GIVEN RECORDS —
.....

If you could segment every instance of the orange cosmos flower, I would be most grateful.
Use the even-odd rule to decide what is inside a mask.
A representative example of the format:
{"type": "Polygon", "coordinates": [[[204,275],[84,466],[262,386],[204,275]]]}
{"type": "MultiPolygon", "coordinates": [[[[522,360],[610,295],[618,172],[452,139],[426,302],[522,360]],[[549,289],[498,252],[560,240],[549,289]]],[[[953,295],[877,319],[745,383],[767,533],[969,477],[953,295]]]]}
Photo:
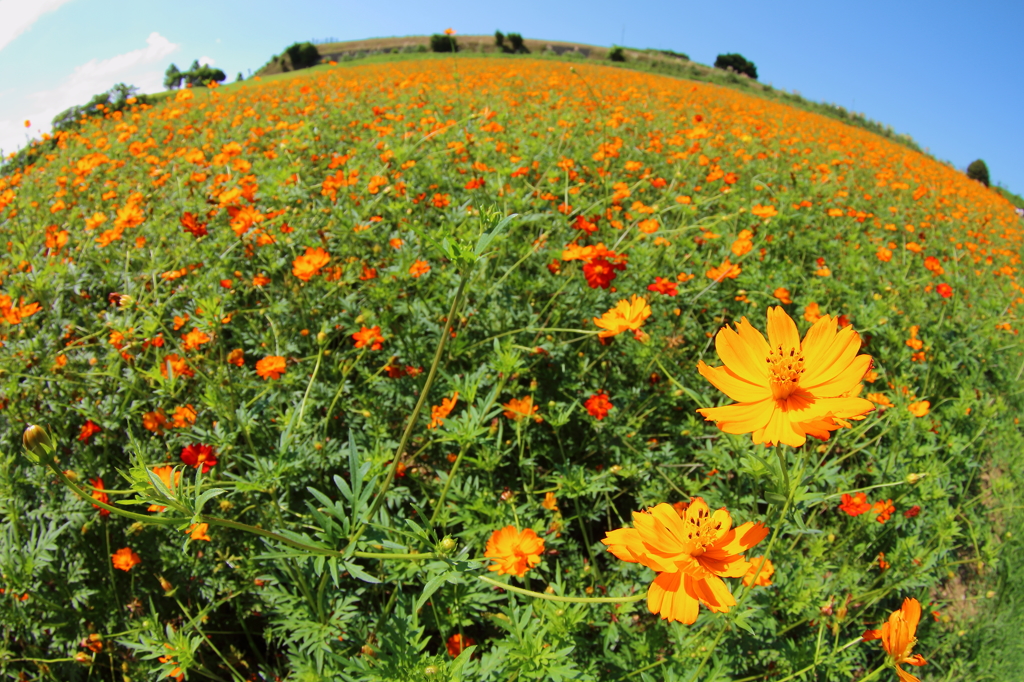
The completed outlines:
{"type": "Polygon", "coordinates": [[[503,413],[507,418],[512,421],[519,421],[525,417],[533,417],[535,421],[543,421],[539,416],[534,417],[539,407],[533,404],[533,396],[528,395],[522,398],[512,398],[507,403],[502,403],[502,407],[505,408],[503,413]]]}
{"type": "Polygon", "coordinates": [[[750,209],[753,215],[758,218],[772,218],[779,215],[779,210],[769,204],[768,206],[762,206],[761,204],[754,204],[754,208],[750,209]]]}
{"type": "Polygon", "coordinates": [[[206,332],[199,331],[198,328],[192,327],[192,331],[181,337],[181,348],[182,350],[195,350],[204,343],[209,343],[213,339],[206,332]]]}
{"type": "Polygon", "coordinates": [[[892,250],[887,249],[884,246],[879,246],[878,251],[875,252],[875,258],[883,263],[888,263],[892,260],[892,250]]]}
{"type": "Polygon", "coordinates": [[[682,516],[664,502],[633,512],[633,526],[610,531],[601,542],[623,561],[657,571],[647,591],[647,608],[664,620],[687,625],[697,620],[700,604],[714,613],[735,606],[722,578],[745,576],[750,562],[740,555],[768,535],[760,522],[733,528],[728,511],[712,513],[699,497],[690,500],[682,516]]]}
{"type": "MultiPolygon", "coordinates": [[[[177,486],[178,482],[181,480],[181,472],[175,471],[174,467],[170,464],[160,467],[153,467],[153,473],[159,476],[160,480],[163,481],[164,485],[167,486],[167,488],[172,492],[174,491],[175,486],[177,486]]],[[[149,505],[149,507],[146,508],[146,511],[162,512],[165,509],[167,509],[167,507],[164,507],[159,504],[151,504],[149,505]]]]}
{"type": "Polygon", "coordinates": [[[750,569],[743,576],[743,584],[750,587],[750,584],[753,582],[755,587],[768,587],[772,584],[772,575],[774,574],[775,566],[772,565],[771,559],[765,559],[760,556],[754,557],[750,560],[750,569]],[[764,561],[764,566],[761,566],[762,561],[764,561]],[[760,572],[758,572],[758,568],[761,569],[760,572]]]}
{"type": "Polygon", "coordinates": [[[462,635],[456,632],[454,635],[448,638],[448,655],[452,658],[456,658],[459,654],[462,653],[463,649],[469,648],[474,644],[476,644],[475,639],[473,639],[472,637],[466,637],[465,639],[463,639],[462,635]]]}
{"type": "Polygon", "coordinates": [[[417,279],[428,272],[430,272],[430,263],[425,260],[417,260],[409,266],[409,274],[417,279]]]}
{"type": "Polygon", "coordinates": [[[608,394],[604,391],[598,391],[594,395],[587,398],[587,401],[583,403],[583,407],[587,408],[587,412],[590,416],[601,421],[608,416],[608,412],[615,407],[612,405],[612,401],[608,399],[608,394]]]}
{"type": "Polygon", "coordinates": [[[285,360],[280,355],[268,355],[256,363],[257,376],[265,380],[280,379],[285,372],[285,360]]]}
{"type": "Polygon", "coordinates": [[[793,302],[793,299],[789,297],[789,289],[785,287],[779,287],[772,293],[772,296],[779,299],[779,303],[782,305],[789,305],[793,302]]]}
{"type": "Polygon", "coordinates": [[[356,348],[369,346],[370,350],[380,350],[384,344],[384,337],[380,333],[380,326],[360,327],[359,331],[352,335],[355,339],[356,348]]]}
{"type": "Polygon", "coordinates": [[[907,409],[910,410],[910,414],[915,417],[923,417],[928,414],[931,410],[932,404],[927,400],[918,400],[917,402],[910,403],[907,405],[907,409]]]}
{"type": "Polygon", "coordinates": [[[245,351],[241,348],[235,348],[233,351],[228,353],[228,364],[241,367],[245,364],[245,351]]]}
{"type": "Polygon", "coordinates": [[[874,410],[854,392],[871,367],[871,356],[857,355],[860,337],[852,327],[836,332],[838,320],[824,315],[803,341],[781,307],[768,309],[768,341],[742,318],[736,331],[723,327],[715,348],[725,362],[697,370],[736,401],[697,410],[726,433],[751,433],[755,444],[799,447],[807,435],[822,440],[874,410]]]}
{"type": "Polygon", "coordinates": [[[736,279],[737,277],[740,276],[741,272],[743,272],[743,269],[740,268],[739,265],[736,265],[735,263],[730,263],[729,259],[726,258],[724,261],[722,261],[721,265],[719,265],[717,268],[711,268],[705,274],[708,276],[708,279],[713,279],[716,282],[721,282],[723,279],[736,279]]]}
{"type": "MultiPolygon", "coordinates": [[[[864,378],[865,380],[867,379],[867,377],[864,378]]],[[[873,402],[875,405],[878,405],[879,410],[886,410],[890,407],[894,407],[892,401],[889,400],[889,397],[884,393],[868,393],[864,397],[873,402]]]]}
{"type": "Polygon", "coordinates": [[[163,435],[164,427],[167,426],[167,415],[164,414],[163,408],[142,415],[142,426],[158,436],[163,435]]]}
{"type": "Polygon", "coordinates": [[[896,507],[893,506],[891,499],[885,500],[884,502],[879,500],[871,505],[871,513],[878,514],[878,516],[875,517],[875,521],[878,521],[879,523],[885,523],[888,521],[894,511],[896,511],[896,507]]]}
{"type": "Polygon", "coordinates": [[[945,282],[935,287],[935,291],[938,292],[942,298],[949,298],[953,295],[953,287],[949,286],[945,282]]]}
{"type": "MultiPolygon", "coordinates": [[[[94,488],[91,495],[92,499],[96,500],[97,502],[102,502],[103,504],[110,504],[110,498],[107,496],[105,492],[103,492],[104,487],[102,478],[100,478],[99,476],[97,476],[96,478],[90,478],[89,485],[91,485],[94,488]]],[[[104,509],[103,507],[100,507],[95,504],[93,506],[100,510],[100,516],[110,516],[109,509],[104,509]]]]}
{"type": "Polygon", "coordinates": [[[924,656],[910,652],[917,644],[917,624],[921,620],[921,603],[913,597],[903,600],[903,606],[898,611],[889,615],[889,620],[882,624],[878,630],[868,630],[864,633],[864,641],[873,639],[882,640],[882,648],[889,655],[889,660],[896,666],[896,674],[900,682],[920,682],[917,677],[911,675],[900,667],[901,663],[921,666],[927,663],[924,656]]]}
{"type": "Polygon", "coordinates": [[[804,319],[812,324],[821,319],[821,306],[817,303],[808,303],[804,308],[804,319]]]}
{"type": "Polygon", "coordinates": [[[210,536],[206,534],[206,530],[210,527],[208,523],[195,523],[189,526],[184,532],[189,534],[189,537],[193,540],[205,540],[206,542],[212,542],[210,536]]]}
{"type": "Polygon", "coordinates": [[[331,256],[320,247],[306,247],[306,253],[292,261],[292,274],[303,282],[308,282],[320,274],[320,270],[330,260],[331,256]]]}
{"type": "Polygon", "coordinates": [[[110,555],[110,558],[114,562],[114,568],[119,571],[130,571],[133,566],[137,566],[142,563],[142,559],[138,554],[132,551],[131,547],[124,547],[117,550],[110,555]]]}
{"type": "Polygon", "coordinates": [[[550,490],[544,493],[544,501],[540,503],[548,511],[558,511],[558,498],[550,490]]]}
{"type": "Polygon", "coordinates": [[[174,428],[184,429],[196,423],[196,408],[189,405],[179,405],[174,408],[174,428]]]}
{"type": "Polygon", "coordinates": [[[505,526],[491,534],[484,556],[495,562],[487,570],[522,578],[540,563],[543,551],[544,539],[538,537],[532,528],[518,531],[515,526],[505,526]]]}
{"type": "Polygon", "coordinates": [[[455,391],[455,395],[451,398],[442,398],[440,405],[434,405],[430,408],[430,424],[427,426],[428,429],[436,429],[438,426],[444,424],[445,418],[451,414],[451,411],[455,409],[455,403],[459,400],[459,392],[455,391]]]}
{"type": "Polygon", "coordinates": [[[606,339],[621,334],[627,329],[637,331],[643,325],[644,320],[650,316],[651,306],[647,305],[647,300],[633,294],[630,300],[622,299],[604,315],[599,318],[595,317],[594,324],[604,330],[598,332],[597,335],[606,339]]]}
{"type": "Polygon", "coordinates": [[[89,440],[97,433],[102,431],[99,425],[93,423],[91,419],[86,419],[85,423],[82,424],[82,428],[78,432],[78,440],[83,443],[88,443],[89,440]]]}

.....

ASSIGNED TASK —
Pull every line containing "MultiPolygon" out of the entries.

ANSWER TO THIS EXERCISE —
{"type": "MultiPolygon", "coordinates": [[[[522,360],[610,295],[618,172],[452,139],[426,302],[522,360]],[[549,289],[498,252],[560,240],[549,289]]],[[[953,295],[877,319],[745,383],[767,533],[969,477],[953,295]]]]}
{"type": "MultiPolygon", "coordinates": [[[[177,486],[178,482],[181,480],[181,472],[175,471],[174,467],[170,464],[160,467],[153,467],[153,473],[159,476],[160,480],[163,481],[164,485],[167,486],[167,488],[172,492],[174,491],[175,486],[177,486]]],[[[149,505],[149,507],[146,508],[146,511],[162,512],[165,509],[167,509],[167,507],[164,507],[159,504],[151,504],[149,505]]]]}
{"type": "MultiPolygon", "coordinates": [[[[864,378],[865,380],[867,379],[867,377],[864,378]]],[[[873,402],[875,405],[878,405],[879,410],[886,410],[890,407],[894,407],[892,401],[889,400],[889,397],[884,393],[868,393],[864,397],[873,402]]]]}
{"type": "MultiPolygon", "coordinates": [[[[94,488],[91,495],[92,499],[96,500],[97,502],[102,502],[103,504],[110,504],[110,498],[107,496],[105,492],[103,492],[104,487],[102,478],[100,478],[99,476],[97,476],[96,478],[90,478],[89,485],[91,485],[94,488]]],[[[104,509],[103,507],[100,507],[95,504],[93,506],[100,510],[100,516],[110,516],[109,509],[104,509]]]]}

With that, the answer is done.